▶ [TASK DIRECTIONS]: Duplicate the following entries line for line, with no changes.

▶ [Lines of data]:
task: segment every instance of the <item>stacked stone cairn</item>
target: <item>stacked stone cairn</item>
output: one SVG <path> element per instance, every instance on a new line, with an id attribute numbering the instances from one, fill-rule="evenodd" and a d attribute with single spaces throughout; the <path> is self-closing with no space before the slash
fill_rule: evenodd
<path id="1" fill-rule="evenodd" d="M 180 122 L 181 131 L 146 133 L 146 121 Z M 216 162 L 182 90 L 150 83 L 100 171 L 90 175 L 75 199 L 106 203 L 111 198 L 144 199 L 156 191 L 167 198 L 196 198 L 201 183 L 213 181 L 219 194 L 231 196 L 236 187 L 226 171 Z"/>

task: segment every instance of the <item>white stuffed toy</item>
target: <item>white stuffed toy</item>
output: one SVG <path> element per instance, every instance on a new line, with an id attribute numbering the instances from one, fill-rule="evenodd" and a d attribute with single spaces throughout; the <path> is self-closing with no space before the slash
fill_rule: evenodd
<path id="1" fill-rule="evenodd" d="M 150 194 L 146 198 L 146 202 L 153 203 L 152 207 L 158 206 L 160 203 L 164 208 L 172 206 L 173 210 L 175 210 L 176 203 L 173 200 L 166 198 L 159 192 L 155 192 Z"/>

▶ [EXPECTED ANSWER]:
task: segment every instance of the <item>stacked stone cairn</item>
target: <item>stacked stone cairn</item>
output: one SVG <path> element per instance, every instance on a new line, with an id attribute numbering the instances from one, fill-rule="evenodd" and a d attribute with single spaces throughout; the <path> is self-closing with no space before the slash
fill_rule: evenodd
<path id="1" fill-rule="evenodd" d="M 180 122 L 181 131 L 146 133 L 146 121 Z M 216 162 L 182 90 L 150 83 L 100 171 L 90 175 L 75 199 L 106 203 L 111 198 L 144 199 L 156 191 L 167 198 L 196 198 L 201 183 L 213 181 L 219 194 L 231 196 L 236 187 L 226 171 Z"/>

task: segment every instance of the <item>white stuffed toy</item>
target: <item>white stuffed toy</item>
output: one SVG <path> element per instance, every instance on a new line, with an id attribute numbering the instances from one, fill-rule="evenodd" and a d attribute with single spaces throughout; the <path> is self-closing with no space before the slash
fill_rule: evenodd
<path id="1" fill-rule="evenodd" d="M 150 194 L 146 198 L 146 202 L 153 203 L 152 207 L 158 206 L 160 203 L 164 208 L 172 206 L 173 210 L 175 210 L 176 203 L 173 200 L 166 198 L 159 192 L 155 192 Z"/>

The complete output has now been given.